### Data for review

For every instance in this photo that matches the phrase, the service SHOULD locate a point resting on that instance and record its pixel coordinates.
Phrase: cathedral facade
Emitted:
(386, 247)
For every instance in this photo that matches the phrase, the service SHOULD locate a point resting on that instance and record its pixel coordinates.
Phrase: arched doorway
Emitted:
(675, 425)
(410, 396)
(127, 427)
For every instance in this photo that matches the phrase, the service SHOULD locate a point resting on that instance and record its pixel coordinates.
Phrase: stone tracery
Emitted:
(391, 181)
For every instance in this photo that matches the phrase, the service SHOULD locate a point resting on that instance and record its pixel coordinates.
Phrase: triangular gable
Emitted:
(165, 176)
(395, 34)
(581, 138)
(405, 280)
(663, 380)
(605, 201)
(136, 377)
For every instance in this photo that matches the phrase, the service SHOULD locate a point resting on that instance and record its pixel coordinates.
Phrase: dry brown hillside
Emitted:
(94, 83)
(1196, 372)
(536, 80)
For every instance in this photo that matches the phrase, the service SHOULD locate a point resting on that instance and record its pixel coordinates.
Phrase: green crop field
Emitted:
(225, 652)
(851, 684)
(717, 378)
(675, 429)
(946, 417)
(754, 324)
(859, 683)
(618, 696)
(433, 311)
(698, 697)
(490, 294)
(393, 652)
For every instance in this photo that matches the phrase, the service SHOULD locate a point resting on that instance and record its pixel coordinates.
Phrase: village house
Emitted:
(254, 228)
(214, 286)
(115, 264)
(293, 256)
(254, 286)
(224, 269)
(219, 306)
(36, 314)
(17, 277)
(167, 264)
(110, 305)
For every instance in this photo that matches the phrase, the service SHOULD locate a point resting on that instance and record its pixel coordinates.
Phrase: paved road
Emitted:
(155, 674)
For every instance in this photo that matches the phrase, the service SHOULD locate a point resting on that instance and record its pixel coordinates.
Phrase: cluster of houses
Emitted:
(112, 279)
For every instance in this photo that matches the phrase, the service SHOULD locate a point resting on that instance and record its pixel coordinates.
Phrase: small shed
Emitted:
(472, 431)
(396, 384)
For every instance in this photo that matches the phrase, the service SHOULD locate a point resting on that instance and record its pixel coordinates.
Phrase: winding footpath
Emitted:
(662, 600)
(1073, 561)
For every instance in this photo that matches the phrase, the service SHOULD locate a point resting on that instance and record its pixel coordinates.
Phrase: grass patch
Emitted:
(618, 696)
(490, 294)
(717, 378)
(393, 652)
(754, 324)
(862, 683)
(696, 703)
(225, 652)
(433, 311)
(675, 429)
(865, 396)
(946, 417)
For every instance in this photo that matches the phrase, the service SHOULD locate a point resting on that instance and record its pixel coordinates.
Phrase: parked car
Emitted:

### Your objective
Repeat, word for word, the lines from the start of the records to the line that contains "Phrase: arched doorway", both of them included, and no others.

### Exercise response
For every instance in this photo that matches the phrase, the service SHOULD locate a point resting on that instance and record its pixel coordinates.
Phrase: cathedral facade
Emitted:
(386, 247)
For every instance in this photo that matches the phrase, the service SHOULD locate a point resting on that instance and record its pixel coordinates.
Phrase: arched doorway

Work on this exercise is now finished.